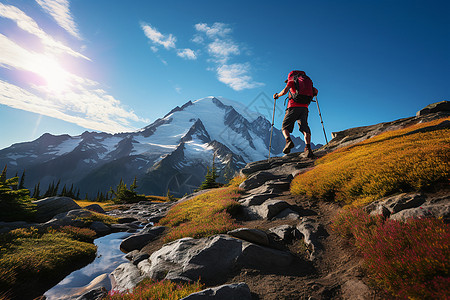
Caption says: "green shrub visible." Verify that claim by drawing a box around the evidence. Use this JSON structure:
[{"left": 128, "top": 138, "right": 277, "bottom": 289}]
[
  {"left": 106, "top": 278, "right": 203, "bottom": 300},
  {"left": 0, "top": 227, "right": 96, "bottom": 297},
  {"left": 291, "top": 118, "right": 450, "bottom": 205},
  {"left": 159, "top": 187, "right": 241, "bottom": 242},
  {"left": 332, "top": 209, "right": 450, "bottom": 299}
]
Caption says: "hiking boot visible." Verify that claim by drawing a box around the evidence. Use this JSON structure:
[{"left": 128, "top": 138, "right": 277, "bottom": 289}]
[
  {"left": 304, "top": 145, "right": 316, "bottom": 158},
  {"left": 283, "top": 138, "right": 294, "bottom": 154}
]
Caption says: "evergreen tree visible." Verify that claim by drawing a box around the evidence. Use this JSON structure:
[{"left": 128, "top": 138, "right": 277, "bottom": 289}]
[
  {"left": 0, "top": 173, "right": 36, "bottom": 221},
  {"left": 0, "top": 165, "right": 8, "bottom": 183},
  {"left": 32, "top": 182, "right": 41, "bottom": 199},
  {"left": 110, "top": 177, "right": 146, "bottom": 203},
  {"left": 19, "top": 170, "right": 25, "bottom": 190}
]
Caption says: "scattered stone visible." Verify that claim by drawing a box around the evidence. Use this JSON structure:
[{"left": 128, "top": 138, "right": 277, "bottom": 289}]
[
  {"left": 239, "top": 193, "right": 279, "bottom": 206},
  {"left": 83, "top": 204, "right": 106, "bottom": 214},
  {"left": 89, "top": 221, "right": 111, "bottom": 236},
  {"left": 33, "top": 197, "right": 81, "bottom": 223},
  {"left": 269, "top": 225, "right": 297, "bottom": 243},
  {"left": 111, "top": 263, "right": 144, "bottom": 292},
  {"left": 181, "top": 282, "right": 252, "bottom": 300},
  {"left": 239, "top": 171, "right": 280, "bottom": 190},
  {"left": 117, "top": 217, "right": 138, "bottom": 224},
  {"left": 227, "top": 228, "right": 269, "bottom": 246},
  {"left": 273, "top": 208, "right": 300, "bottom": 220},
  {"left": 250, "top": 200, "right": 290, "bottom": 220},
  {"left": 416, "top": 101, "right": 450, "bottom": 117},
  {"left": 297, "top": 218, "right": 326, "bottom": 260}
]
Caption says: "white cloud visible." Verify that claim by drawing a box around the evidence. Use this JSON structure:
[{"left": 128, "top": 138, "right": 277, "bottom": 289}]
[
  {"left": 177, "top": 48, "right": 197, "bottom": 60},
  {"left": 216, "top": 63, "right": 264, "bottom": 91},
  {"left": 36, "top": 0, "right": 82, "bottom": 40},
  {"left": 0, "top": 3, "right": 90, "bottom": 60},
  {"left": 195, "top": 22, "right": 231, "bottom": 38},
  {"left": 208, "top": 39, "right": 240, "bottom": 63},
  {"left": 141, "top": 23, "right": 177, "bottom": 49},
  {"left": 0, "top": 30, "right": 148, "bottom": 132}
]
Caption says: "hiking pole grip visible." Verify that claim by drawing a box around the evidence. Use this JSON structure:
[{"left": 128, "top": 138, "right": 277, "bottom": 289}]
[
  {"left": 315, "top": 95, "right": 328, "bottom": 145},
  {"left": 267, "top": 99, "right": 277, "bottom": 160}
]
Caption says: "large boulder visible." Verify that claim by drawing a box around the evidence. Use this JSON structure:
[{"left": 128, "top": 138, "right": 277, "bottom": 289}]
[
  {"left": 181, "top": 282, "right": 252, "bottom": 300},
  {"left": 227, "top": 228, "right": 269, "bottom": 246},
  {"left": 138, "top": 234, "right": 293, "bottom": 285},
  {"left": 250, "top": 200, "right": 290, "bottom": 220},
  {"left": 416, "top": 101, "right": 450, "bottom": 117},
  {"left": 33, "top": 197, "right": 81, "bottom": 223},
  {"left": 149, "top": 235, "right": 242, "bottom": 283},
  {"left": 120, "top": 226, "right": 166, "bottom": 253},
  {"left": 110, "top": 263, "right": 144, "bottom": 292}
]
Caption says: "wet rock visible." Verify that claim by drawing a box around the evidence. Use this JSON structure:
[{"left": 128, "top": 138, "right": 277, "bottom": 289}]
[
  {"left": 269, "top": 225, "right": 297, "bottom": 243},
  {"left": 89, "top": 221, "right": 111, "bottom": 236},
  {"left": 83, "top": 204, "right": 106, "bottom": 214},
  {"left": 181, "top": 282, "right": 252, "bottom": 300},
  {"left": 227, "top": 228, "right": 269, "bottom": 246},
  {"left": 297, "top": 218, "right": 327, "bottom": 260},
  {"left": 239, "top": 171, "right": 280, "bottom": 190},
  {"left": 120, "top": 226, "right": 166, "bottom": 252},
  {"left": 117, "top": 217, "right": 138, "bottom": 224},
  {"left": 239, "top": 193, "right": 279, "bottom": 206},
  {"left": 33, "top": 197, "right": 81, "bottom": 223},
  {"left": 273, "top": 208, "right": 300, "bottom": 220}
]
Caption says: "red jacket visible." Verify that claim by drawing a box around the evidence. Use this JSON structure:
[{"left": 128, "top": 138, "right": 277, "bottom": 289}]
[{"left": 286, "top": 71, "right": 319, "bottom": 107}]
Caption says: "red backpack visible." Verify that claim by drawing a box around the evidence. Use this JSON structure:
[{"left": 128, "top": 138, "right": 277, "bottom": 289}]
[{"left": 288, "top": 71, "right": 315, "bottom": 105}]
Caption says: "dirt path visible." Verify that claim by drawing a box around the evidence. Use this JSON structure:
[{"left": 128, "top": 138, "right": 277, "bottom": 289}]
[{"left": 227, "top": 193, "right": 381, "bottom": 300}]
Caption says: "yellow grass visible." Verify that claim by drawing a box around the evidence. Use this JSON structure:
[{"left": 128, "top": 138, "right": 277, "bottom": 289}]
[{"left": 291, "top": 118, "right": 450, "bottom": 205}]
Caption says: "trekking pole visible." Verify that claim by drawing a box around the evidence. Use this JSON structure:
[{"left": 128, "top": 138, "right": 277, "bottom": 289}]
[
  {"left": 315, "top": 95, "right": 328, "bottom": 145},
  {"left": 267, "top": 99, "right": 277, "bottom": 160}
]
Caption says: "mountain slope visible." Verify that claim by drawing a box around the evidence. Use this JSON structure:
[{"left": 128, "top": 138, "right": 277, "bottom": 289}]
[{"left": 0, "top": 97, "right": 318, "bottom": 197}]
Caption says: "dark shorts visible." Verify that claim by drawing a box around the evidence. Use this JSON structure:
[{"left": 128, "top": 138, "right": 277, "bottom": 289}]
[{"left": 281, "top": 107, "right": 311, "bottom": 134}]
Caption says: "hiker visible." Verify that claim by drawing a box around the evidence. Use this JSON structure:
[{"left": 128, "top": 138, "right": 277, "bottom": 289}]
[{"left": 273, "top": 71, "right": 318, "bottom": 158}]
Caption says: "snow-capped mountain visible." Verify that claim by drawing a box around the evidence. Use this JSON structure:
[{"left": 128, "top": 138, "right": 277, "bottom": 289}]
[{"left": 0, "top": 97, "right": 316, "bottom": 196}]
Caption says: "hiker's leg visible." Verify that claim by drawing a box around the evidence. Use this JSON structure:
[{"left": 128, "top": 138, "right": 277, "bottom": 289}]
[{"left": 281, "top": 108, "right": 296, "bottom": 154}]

● ● ● ● ●

**Written request:**
Report how many lines in the data above contain the string "pole", treating uppercase and lowercase letters as different. Give only the number.

**Task answer:**
2